Rows from a pointing dataset:

# # #

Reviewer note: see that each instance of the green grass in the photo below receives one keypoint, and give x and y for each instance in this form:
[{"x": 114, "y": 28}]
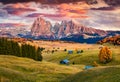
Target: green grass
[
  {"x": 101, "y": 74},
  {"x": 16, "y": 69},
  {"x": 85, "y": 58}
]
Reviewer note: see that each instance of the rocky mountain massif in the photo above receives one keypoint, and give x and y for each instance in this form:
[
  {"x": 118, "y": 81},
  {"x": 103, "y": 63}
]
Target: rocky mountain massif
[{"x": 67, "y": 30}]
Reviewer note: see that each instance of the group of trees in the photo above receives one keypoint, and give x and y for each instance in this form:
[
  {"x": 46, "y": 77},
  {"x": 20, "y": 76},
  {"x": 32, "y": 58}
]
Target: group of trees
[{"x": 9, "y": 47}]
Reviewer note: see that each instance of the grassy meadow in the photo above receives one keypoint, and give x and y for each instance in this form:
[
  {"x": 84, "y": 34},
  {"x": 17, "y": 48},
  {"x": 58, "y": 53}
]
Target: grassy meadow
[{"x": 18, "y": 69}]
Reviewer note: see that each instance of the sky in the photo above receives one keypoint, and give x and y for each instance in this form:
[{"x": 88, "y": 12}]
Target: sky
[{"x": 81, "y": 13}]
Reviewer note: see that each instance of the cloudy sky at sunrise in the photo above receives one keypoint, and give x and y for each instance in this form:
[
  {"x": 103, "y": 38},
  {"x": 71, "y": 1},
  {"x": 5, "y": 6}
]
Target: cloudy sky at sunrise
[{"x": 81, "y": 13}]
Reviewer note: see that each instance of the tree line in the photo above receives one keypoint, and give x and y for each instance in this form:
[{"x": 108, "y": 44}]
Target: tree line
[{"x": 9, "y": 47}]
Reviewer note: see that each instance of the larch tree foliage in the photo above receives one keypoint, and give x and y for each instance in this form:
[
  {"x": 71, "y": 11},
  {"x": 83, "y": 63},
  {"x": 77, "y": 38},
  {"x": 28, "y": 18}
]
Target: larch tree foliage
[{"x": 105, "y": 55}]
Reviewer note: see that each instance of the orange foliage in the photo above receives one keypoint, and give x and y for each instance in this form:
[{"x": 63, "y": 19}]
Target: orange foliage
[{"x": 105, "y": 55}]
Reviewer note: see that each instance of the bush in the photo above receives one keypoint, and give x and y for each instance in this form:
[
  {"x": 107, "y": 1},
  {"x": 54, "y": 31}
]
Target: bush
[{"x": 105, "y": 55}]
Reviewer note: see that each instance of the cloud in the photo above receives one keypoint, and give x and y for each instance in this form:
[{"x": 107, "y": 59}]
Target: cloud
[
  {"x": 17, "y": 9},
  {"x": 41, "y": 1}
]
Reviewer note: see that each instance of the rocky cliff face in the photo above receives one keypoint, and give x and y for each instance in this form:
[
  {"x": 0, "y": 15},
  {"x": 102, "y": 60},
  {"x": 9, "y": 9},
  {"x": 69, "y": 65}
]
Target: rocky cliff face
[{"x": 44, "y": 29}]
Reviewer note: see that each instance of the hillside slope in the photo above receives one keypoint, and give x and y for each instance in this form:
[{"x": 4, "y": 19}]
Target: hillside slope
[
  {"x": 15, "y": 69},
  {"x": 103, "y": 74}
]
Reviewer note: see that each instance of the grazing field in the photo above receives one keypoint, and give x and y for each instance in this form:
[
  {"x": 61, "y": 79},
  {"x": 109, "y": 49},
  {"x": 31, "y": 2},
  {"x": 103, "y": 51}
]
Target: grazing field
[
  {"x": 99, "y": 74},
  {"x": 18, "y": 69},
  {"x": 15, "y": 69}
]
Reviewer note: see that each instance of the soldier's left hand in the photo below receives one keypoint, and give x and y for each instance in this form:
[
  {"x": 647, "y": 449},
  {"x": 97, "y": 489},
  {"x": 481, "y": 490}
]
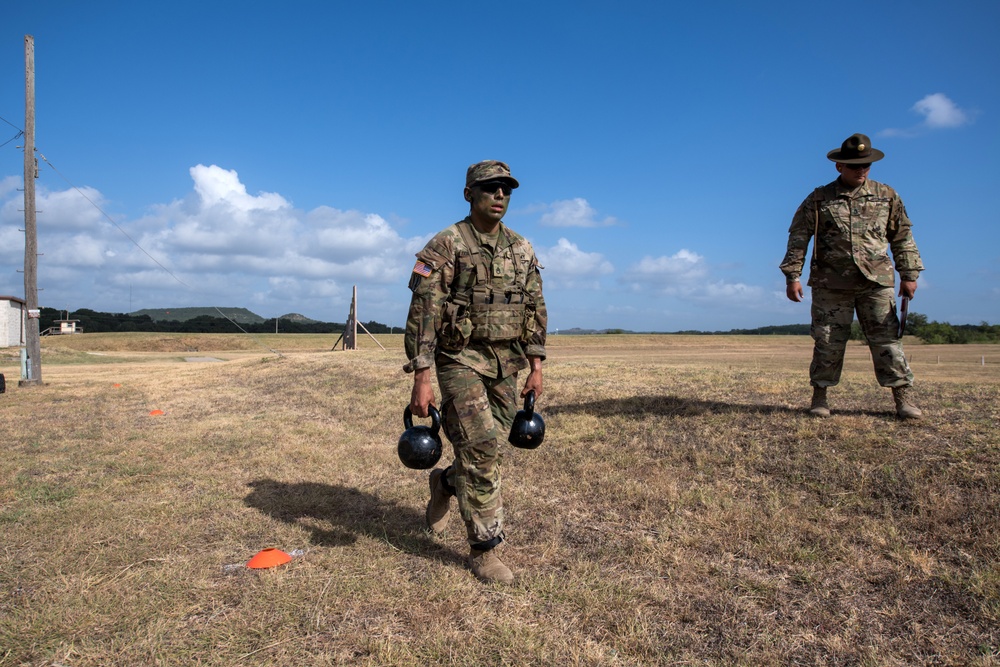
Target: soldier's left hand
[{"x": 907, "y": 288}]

# # #

Copy every one of the rows above verbatim, omitting the pictures.

▶ **Solution to this task**:
Reviewer note: see that each instance of the green grass in the photo below receives one keypoint, and give x and y for each instance in this form:
[{"x": 114, "y": 28}]
Target: green grass
[
  {"x": 101, "y": 74},
  {"x": 16, "y": 69},
  {"x": 85, "y": 58}
]
Reviewer note: see that each instance of the rocky mountain massif in the photo above receives one keypoint, and give x and y for each instance in this form:
[
  {"x": 118, "y": 81},
  {"x": 103, "y": 63}
]
Target: rocky mountain massif
[{"x": 67, "y": 30}]
Reviewer note: see that each instance of the group of trees in the photo above receives one keypoint, and give x and y for each instance in this form:
[
  {"x": 46, "y": 77},
  {"x": 20, "y": 76},
  {"x": 32, "y": 58}
]
Target: group of trees
[{"x": 9, "y": 47}]
Reviewer note: see that each instance of the grassy meadow in the photo above receives one keypoint, and give x and y for each instance in this form:
[
  {"x": 84, "y": 34},
  {"x": 17, "y": 48},
  {"x": 58, "y": 53}
]
Target: grassy meadow
[{"x": 18, "y": 69}]
Reviewer note: see that each instance of the sky in the photo above receives one keypoint, and give x and y for each instance in this form:
[{"x": 88, "y": 12}]
Target: sky
[{"x": 81, "y": 13}]
Reviewer note: see that each instance of the cloudy sky at sunrise in the photo above receives one keypoint, and give x and y for each instance in this form:
[
  {"x": 103, "y": 38},
  {"x": 71, "y": 1},
  {"x": 5, "y": 6}
]
Target: cloudy sky at sunrise
[{"x": 81, "y": 13}]
Reviewer note: see that each instance of the tree line in the photo above receives one keypoint, and give x and y for each instance in this form:
[{"x": 108, "y": 44}]
Target: tree line
[{"x": 9, "y": 47}]
Reviewer note: see that each instance of the larch tree foliage in the photo above receives one keypoint, and give x and y for each instance in this form:
[
  {"x": 71, "y": 11},
  {"x": 83, "y": 63},
  {"x": 77, "y": 38},
  {"x": 28, "y": 18}
]
Target: larch tree foliage
[{"x": 105, "y": 55}]
Reviewer note: see that each instance of the orange foliage in the photo above receives one keypoint, and give x and y for each instance in this form:
[{"x": 63, "y": 19}]
Target: orange foliage
[{"x": 105, "y": 55}]
Reviewer note: see that each instance of the bush in the photo above receives one keypoint, and give x and y for each instance in this form:
[
  {"x": 107, "y": 1},
  {"x": 54, "y": 31}
]
Target: bush
[{"x": 105, "y": 55}]
Reviewer note: see that each instance of the cloud in the photo above receives one keypoint, and give x and y for each instance in this form:
[{"x": 107, "y": 59}]
Target: cloud
[
  {"x": 17, "y": 9},
  {"x": 41, "y": 1}
]
Reviewer note: see that each instance of the rocky cliff face in the photo above receives one keypoint, and give x and y for each instance in this form:
[
  {"x": 0, "y": 15},
  {"x": 102, "y": 60},
  {"x": 9, "y": 9},
  {"x": 69, "y": 65}
]
Target: rocky cliff face
[{"x": 44, "y": 29}]
Reviewer note: see that each instance of the hillside slope in the photo above receives one keypoint, and give x and y for each instance in this form:
[{"x": 4, "y": 19}]
Target: hillside slope
[
  {"x": 15, "y": 69},
  {"x": 103, "y": 74}
]
Reviewer note: see that each instance of the grazing field in the photo above receives one keypoint, and give x and y for each instance in this form:
[
  {"x": 61, "y": 79},
  {"x": 109, "y": 49},
  {"x": 31, "y": 2},
  {"x": 103, "y": 51}
]
Target: grazing field
[
  {"x": 99, "y": 74},
  {"x": 18, "y": 69},
  {"x": 15, "y": 69}
]
Reviewer note: see that each instance of the soldier's left hand in the photo below receives one keypoint, and give x and y for each instance in this form:
[
  {"x": 647, "y": 449},
  {"x": 97, "y": 489},
  {"x": 481, "y": 490}
]
Target: soldier's left hand
[{"x": 907, "y": 288}]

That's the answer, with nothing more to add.